* **Activity**
Among the entries below, find the line with "Target: striped shirt", then quote it and each following line up to and including the line with "Can you find the white t-shirt?", and nothing else.

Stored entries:
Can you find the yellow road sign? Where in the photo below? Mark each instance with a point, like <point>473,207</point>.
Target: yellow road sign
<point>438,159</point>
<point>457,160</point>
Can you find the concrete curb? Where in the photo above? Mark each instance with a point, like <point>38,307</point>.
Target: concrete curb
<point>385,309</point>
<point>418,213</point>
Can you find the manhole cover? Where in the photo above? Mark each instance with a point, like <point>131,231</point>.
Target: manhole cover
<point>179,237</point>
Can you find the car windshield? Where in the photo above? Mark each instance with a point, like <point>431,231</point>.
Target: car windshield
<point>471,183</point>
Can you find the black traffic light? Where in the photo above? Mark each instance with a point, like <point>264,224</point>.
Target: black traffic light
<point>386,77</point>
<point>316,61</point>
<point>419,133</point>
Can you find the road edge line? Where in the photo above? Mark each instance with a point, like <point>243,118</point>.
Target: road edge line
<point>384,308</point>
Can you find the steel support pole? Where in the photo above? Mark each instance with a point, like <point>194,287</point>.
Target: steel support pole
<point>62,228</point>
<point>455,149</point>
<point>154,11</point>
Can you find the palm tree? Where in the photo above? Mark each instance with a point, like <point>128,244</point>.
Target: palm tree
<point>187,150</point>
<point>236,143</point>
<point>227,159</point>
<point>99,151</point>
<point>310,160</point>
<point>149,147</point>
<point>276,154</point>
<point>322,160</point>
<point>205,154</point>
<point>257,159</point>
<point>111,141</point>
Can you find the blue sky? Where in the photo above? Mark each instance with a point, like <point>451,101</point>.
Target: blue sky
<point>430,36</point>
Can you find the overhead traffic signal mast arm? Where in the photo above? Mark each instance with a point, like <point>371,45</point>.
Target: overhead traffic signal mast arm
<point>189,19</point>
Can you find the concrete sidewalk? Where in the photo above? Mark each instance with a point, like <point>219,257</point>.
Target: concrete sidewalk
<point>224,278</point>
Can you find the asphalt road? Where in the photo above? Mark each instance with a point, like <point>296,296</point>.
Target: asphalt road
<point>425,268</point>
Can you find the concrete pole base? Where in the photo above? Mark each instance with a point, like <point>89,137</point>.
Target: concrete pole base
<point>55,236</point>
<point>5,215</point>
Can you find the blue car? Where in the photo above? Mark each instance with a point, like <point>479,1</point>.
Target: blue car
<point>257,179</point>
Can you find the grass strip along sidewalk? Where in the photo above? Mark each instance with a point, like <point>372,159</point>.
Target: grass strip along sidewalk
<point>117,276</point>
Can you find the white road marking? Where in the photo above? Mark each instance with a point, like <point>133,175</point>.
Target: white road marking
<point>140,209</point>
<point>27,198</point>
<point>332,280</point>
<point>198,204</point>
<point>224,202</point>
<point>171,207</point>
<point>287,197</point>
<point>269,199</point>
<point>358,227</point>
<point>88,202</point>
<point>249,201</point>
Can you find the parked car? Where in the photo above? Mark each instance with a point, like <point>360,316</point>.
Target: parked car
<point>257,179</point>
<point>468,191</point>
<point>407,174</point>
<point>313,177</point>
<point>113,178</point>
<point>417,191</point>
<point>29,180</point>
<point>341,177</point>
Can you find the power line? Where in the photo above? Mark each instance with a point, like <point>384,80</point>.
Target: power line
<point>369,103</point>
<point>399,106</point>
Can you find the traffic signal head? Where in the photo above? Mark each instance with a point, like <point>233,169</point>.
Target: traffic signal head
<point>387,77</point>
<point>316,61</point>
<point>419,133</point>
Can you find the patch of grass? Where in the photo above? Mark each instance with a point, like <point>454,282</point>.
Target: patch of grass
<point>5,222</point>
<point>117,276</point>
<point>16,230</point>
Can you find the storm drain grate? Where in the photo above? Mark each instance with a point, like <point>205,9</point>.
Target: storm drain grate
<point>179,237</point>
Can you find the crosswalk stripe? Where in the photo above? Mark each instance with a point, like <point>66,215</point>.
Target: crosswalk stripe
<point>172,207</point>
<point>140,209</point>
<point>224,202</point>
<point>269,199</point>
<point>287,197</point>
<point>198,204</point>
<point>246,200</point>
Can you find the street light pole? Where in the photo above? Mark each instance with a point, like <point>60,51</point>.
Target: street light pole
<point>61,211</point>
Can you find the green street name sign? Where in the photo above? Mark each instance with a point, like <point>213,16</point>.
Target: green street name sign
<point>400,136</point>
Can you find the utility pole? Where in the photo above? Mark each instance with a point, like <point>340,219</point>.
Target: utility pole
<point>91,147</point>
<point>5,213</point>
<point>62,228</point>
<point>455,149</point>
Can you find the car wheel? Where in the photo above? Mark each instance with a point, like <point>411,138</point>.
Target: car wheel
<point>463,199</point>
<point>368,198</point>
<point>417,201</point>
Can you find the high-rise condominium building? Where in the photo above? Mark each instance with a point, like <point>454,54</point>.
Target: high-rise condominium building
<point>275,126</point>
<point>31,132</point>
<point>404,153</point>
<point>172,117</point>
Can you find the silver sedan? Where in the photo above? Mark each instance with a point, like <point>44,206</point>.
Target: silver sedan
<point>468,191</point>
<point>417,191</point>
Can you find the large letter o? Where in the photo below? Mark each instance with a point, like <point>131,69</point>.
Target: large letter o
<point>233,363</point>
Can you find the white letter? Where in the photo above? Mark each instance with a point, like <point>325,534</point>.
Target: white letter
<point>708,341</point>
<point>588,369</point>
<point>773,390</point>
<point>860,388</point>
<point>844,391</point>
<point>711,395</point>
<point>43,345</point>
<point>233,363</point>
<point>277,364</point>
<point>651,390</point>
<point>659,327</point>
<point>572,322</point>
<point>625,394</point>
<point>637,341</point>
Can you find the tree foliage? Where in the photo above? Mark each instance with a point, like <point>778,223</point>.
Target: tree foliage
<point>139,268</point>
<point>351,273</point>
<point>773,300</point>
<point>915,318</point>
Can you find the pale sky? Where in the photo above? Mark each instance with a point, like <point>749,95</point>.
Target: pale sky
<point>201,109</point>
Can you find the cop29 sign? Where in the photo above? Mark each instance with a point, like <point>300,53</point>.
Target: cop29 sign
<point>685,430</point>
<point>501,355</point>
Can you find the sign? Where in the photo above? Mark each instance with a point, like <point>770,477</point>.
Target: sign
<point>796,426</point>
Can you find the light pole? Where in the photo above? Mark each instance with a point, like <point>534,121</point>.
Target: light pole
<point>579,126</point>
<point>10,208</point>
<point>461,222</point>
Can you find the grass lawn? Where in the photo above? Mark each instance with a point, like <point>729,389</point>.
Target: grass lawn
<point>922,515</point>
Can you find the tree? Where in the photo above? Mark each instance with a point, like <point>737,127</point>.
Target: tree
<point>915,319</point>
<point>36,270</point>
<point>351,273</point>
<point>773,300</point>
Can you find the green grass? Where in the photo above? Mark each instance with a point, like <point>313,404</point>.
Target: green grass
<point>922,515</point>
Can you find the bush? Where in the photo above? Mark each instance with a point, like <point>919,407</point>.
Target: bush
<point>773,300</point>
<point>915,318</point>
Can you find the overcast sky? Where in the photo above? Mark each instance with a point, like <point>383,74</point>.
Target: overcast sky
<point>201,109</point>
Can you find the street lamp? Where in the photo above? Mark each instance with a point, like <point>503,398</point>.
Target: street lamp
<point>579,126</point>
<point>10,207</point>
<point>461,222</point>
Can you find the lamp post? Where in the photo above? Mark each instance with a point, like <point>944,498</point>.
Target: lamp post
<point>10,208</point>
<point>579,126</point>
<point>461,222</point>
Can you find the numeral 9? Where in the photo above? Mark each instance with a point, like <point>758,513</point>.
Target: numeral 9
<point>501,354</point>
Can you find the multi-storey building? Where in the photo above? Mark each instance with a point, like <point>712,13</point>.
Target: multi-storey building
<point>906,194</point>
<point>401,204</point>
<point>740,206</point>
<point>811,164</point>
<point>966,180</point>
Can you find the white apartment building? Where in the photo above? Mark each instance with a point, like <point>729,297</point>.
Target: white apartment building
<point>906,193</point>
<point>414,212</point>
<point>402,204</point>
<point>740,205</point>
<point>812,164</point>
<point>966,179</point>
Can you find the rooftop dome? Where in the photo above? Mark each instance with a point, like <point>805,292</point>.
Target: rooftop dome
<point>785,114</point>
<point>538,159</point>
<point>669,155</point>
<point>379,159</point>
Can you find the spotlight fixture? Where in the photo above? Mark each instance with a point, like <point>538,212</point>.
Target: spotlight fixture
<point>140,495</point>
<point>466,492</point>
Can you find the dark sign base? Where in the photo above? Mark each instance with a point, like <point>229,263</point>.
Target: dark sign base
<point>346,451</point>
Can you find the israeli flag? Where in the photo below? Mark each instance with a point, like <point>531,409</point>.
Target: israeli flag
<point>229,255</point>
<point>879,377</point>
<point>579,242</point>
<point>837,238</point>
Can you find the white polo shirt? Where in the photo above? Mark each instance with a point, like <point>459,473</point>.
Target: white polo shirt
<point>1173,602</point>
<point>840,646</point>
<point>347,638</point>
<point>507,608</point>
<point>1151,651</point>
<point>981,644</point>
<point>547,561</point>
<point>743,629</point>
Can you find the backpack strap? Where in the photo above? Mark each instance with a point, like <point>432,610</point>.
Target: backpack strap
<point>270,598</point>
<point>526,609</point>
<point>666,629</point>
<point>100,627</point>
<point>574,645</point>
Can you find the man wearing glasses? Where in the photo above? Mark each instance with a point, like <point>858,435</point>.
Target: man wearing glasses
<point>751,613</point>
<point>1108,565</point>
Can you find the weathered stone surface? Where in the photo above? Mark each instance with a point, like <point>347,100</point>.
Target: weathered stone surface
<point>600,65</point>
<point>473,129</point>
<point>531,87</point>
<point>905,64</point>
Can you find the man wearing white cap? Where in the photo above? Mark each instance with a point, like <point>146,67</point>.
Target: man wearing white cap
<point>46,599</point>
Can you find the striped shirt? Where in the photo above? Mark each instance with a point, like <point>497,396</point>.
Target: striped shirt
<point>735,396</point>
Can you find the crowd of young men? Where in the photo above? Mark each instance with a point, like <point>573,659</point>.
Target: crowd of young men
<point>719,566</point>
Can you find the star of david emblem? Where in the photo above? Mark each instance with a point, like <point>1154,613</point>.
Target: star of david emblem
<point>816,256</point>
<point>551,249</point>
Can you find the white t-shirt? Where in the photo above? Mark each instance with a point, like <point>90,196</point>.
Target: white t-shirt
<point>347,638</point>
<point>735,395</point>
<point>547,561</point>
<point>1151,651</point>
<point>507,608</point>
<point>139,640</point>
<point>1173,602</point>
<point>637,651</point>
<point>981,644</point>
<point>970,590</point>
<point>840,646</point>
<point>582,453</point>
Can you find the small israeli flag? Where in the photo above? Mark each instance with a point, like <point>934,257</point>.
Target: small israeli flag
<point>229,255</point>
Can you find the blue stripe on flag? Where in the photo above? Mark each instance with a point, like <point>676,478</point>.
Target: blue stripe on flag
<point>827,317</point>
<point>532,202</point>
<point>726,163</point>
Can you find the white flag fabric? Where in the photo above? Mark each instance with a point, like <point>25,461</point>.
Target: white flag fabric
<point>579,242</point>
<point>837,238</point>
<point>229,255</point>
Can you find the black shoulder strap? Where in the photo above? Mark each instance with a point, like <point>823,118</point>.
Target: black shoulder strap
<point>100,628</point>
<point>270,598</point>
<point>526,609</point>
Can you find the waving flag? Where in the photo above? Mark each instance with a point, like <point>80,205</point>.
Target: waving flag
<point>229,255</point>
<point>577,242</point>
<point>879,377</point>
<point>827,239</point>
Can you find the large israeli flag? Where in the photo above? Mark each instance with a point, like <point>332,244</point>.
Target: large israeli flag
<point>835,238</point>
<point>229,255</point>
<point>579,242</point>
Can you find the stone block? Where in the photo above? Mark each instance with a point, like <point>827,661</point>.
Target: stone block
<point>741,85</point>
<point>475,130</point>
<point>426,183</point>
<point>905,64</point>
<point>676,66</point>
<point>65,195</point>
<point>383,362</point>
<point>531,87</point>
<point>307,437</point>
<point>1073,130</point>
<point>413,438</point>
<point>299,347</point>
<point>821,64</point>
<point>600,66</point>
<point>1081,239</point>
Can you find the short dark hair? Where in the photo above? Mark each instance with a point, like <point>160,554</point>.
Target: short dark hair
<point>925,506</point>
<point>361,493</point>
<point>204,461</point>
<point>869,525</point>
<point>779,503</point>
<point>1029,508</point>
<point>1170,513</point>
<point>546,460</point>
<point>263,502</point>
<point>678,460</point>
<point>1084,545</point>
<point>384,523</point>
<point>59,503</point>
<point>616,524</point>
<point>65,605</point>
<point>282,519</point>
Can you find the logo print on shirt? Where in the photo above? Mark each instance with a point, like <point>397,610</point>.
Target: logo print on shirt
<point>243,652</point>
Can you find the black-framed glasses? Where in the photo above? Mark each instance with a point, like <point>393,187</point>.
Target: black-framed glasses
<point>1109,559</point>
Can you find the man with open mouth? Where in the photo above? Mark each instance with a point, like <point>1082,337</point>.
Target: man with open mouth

* **Solved exercise**
Target: striped shirt
<point>735,396</point>
Can you find the crowd of young men? Where in the photo above? Mark each instance with a point, like <point>573,659</point>.
Target: crowd of young men
<point>719,566</point>
Can you find the star of david emblem? Where in the photo above? Mark each instance with a point, like <point>1154,613</point>.
Target: star of david emblem
<point>816,256</point>
<point>551,249</point>
Can you find the white t-shirt? Where in the photo above? Mark each instance with a point, like <point>90,196</point>.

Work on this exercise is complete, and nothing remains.